┌──

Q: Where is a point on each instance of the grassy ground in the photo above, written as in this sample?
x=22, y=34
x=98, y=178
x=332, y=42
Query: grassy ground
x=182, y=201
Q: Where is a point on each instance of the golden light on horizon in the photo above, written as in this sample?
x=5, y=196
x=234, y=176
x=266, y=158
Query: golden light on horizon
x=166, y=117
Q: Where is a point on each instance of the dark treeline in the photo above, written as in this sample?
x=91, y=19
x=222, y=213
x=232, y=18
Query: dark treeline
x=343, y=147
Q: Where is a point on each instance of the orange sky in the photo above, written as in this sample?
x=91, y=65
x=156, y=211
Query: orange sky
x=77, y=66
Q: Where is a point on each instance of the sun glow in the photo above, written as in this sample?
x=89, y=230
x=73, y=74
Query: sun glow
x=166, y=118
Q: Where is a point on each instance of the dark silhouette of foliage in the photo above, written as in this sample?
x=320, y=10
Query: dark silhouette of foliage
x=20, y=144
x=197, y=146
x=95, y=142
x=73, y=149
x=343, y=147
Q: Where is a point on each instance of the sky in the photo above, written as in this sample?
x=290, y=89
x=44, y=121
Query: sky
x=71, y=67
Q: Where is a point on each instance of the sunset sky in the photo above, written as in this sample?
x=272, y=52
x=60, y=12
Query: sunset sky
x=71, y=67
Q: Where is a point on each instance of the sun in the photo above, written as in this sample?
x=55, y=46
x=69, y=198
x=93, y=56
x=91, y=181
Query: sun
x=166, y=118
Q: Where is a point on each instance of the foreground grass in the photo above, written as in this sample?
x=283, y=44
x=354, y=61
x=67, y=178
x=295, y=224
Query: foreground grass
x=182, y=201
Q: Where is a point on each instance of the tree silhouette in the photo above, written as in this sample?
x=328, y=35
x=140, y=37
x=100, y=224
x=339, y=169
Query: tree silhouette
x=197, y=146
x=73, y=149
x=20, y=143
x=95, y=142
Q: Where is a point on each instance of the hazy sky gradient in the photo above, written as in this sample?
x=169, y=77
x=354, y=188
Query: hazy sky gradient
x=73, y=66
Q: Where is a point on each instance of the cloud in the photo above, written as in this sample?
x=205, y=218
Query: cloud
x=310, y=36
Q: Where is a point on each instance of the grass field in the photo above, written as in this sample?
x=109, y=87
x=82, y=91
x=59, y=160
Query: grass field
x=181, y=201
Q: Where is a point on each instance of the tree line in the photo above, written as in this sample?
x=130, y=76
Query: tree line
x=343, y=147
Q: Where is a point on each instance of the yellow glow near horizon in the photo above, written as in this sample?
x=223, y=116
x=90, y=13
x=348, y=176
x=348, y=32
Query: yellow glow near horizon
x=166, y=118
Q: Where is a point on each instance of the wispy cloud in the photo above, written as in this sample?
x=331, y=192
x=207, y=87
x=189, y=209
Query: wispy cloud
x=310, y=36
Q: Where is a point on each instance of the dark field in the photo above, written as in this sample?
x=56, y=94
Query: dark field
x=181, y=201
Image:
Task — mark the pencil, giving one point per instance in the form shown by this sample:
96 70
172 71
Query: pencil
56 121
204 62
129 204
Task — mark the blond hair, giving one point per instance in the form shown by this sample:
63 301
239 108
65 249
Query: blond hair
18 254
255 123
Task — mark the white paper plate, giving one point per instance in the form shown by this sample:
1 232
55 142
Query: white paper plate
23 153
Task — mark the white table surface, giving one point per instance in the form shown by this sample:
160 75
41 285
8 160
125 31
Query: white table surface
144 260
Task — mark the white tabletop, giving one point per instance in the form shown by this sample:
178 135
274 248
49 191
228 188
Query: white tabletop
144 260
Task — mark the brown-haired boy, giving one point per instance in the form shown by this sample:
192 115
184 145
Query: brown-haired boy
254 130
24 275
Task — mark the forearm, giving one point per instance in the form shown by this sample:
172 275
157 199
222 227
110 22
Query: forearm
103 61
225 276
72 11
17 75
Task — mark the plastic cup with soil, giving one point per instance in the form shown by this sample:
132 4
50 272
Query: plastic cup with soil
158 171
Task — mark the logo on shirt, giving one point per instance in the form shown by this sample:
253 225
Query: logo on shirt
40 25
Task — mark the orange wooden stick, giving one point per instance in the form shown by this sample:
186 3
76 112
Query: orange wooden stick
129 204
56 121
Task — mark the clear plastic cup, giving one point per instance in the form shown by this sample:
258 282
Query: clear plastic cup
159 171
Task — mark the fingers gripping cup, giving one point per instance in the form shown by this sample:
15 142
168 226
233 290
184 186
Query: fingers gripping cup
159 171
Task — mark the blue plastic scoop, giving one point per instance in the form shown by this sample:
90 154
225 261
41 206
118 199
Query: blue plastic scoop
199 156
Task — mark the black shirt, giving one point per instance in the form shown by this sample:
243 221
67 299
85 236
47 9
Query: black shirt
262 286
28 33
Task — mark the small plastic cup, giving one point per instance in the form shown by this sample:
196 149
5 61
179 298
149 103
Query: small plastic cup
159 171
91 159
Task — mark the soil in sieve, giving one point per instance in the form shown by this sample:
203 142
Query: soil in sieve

└──

THE TASK: Give back the whole listing, word for word.

REPLY:
Q: Where is a point on each instance of the grassy ground in the photo above, written as in this sample?
x=22, y=34
x=98, y=178
x=332, y=42
Query: grassy ground
x=182, y=201
Q: Where is a point on each instance of the golden light on horizon in the photo above, written as in this sample?
x=5, y=196
x=234, y=176
x=266, y=158
Query: golden light on horizon
x=166, y=117
Q: Where is a point on each instance of the dark treeline in the photo above, written as in this sample?
x=91, y=19
x=222, y=213
x=232, y=18
Query: dark treeline
x=343, y=147
Q: Where is a point on each instance of the orange sky in the photo above, written as in this sample?
x=91, y=65
x=156, y=211
Query: orange sky
x=77, y=66
Q: Where is a point on each instance of the sun glow in the photo above, written as in this sample?
x=89, y=230
x=73, y=74
Query: sun glow
x=166, y=118
Q: Where is a point on each instance of the dark silhouette of foliage in the photo above, written as in this sample?
x=320, y=10
Query: dark silhouette of foliage
x=20, y=144
x=197, y=146
x=95, y=142
x=73, y=149
x=343, y=147
Q: Where is a point on each instance of the sky in the photo above, written as in this sample?
x=290, y=89
x=44, y=121
Query: sky
x=71, y=67
Q: Where is a point on each instance of the sunset sky in the photo above, written as in this sample?
x=272, y=52
x=60, y=12
Query: sunset sky
x=71, y=67
Q: Where is a point on each instance of the sun in the photo above, written as in this sample?
x=55, y=46
x=69, y=198
x=93, y=56
x=91, y=181
Query: sun
x=166, y=118
Q: Where is a point on each instance of the foreground grass in the photo above, written as in this sample?
x=283, y=44
x=354, y=61
x=67, y=178
x=295, y=224
Query: foreground grass
x=182, y=201
Q: Where is a point on each instance of the tree silhouette in the photo above, written as in this sample?
x=328, y=35
x=140, y=37
x=100, y=224
x=339, y=169
Query: tree silhouette
x=197, y=146
x=73, y=149
x=20, y=143
x=95, y=142
Q: Where is a point on each instance of the hazy sky gradient in the photo above, written as in this sample?
x=169, y=77
x=354, y=188
Query: hazy sky gradient
x=73, y=66
Q: Where is a point on each instance of the cloud in the photo above, written as in this sample?
x=205, y=218
Query: cloud
x=310, y=36
Q: Where is a point on each instance of the grass field in the photo above, written as in this sample?
x=109, y=87
x=82, y=91
x=59, y=160
Query: grass field
x=181, y=201
Q: Where is a point on each instance of the tree line in the photo above, written as in this sample?
x=130, y=76
Query: tree line
x=343, y=147
Q: Where is a point on each instance of the yellow glow near horizon in the photo above, written as in this sample?
x=223, y=116
x=90, y=13
x=348, y=176
x=348, y=32
Query: yellow glow near horizon
x=166, y=118
Q: Where is a point on each instance of the wispy cloud in the photo above, written as in this sample?
x=331, y=192
x=207, y=87
x=189, y=209
Query: wispy cloud
x=310, y=36
Q: Where is a point on each instance of the dark field in the photo above, written as in this sample?
x=56, y=94
Query: dark field
x=181, y=201
Image:
Task — mark the pencil, giving one point per instance in the form shown by this sample:
96 70
172 71
Query: pencil
56 121
204 62
129 204
Task — mark the blond hair, giving one point per instance in the form shown by this sample:
63 301
239 108
65 249
Query: blond hair
18 254
255 123
Task — mark the white paper plate, giving one point per instance in the form shown by this sample:
1 232
55 142
Query: white paper plate
23 153
Task — mark the white table surface, giving one point per instance in the form shown by this sample:
160 75
41 285
8 160
125 31
Query: white table surface
144 260
Task — mark the white tabletop, giving one point per instance in the form shown by this sample:
178 135
274 248
49 191
228 188
Query: white tabletop
144 260
Task — mark the brown-haired boy, giving one point per instance in the form shown by this sample:
192 115
184 145
Query: brown-haired boy
254 130
24 275
Task — mark the forearm, giving one point per instance in the form shown by this sample:
172 275
157 199
222 227
110 22
Query: forearm
103 61
225 276
72 11
17 75
Task — mark the plastic cup with soil, giving one point per instance in the form shown by this sample:
132 4
50 272
Query: plastic cup with soil
158 171
Task — mark the logo on shirt, giving one point per instance in the form shown by this sample:
253 225
Query: logo on shirt
40 25
Task — mark the orange wooden stick, giving one point per instance in the form shown by this sample:
186 3
76 112
Query: orange wooden stick
129 204
56 121
Task — mark the clear plastic cup, giving one point per instance in the form shown by this sample:
258 282
Query: clear plastic cup
159 171
Task — mark the fingers gripping cup, giving one point per instance in the form shown by this sample:
15 142
168 226
233 290
184 186
Query: fingers gripping cup
159 171
Task — mark the blue plastic scoop, giving one point per instance in the form shown by this sample:
90 154
225 261
41 206
118 199
Query: blue plastic scoop
199 156
Task — mark the black shirt, giving one point per instance in the form shown by this sample:
243 221
67 299
85 236
47 9
Query: black shirt
262 286
28 33
Task — mark the small plastic cup, giving one point per instance in the form shown by this sample:
196 149
5 61
179 298
149 103
Query: small plastic cup
159 171
91 159
Task — mark the soil in sieve, giving one point per instance in the form shown by this sample:
203 142
Query: soil in sieve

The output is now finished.